Riporta il passo del testo sulla religione dei Fenici a partire da "Qui la religione" e proseguendo fino a "- o Melqart).", sostituendo "tempio" con "santuario".

→ Testo da leggere

====

È noto che i Fenici furono grandi navigatori. Con le conquiste e con i commerci trasportarono la loro cultura e la loro religione. Così è nata Cartagine fondata circa nell'814 a.C. dai Fenici di Tiro (secondo la leggenda dalla principessa Didone), con i quali questa città ebbe sempre potenti vincoli commerciali.
Qui la religione "in primis" ebbe quell' importanza che da sempre i popoli orientali hanno verso la spiritualità. Nelle loro imprese commerciali fu dunque sempre finanziato un tempio con la relativa casta sacerdotale, che custodiva il tesoro, il loro capitale.

Due furono sostanzialmente le divinità presenti, sia pure con nomi diversi, in ogni insediamento siro-palestinese: la prima era una divinità femminile con funzioni materne e di fecondità (detta "Baalat" - la Signora - o "Ashtart") e la seconda, maschile, era il dio supremo ("Ba'al" - il Signore - o Melqart).

Ba'al è il dio delle fertilità, la personificazione del Sole benefico. I nomi propri che vengono dati ai Cartaginesi aiutano a comprendere l'etimologia di questo dio: così Aderbale (Baal è potente), Annibale (Baal ha favorito), Asdrubale (Baal ha aiutato). Associata al suo culto, ma nettamente preminenete, era, come già detto, Baalat o TANIT Pne Baal (Tanit, volto di Ba'al).

====

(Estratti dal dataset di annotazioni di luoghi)

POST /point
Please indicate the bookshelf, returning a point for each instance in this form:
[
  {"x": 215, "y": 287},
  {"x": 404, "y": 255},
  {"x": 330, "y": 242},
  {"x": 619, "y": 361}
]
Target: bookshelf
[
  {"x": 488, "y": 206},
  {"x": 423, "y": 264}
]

====

→ Esito del compito
Qui la religione "in primis" ebbe quell' importanza che da sempre i popoli orientali hanno verso la spiritualità. Nelle loro imprese commerciali fu dunque sempre finanziato un santuario con la relativa casta sacerdotale, che custodiva il tesoro, il loro capitale.

Due furono sostanzialmente le divinità presenti, sia pure con nomi diversi, in ogni insediamento siro-palestinese: la prima era una divinità femminile con funzioni materne e di fecondità (detta "Baalat" - la Signora - o "Ashtart") e la seconda, maschile, era il dio supremo ("Ba'al" - il Signore - o Melqart).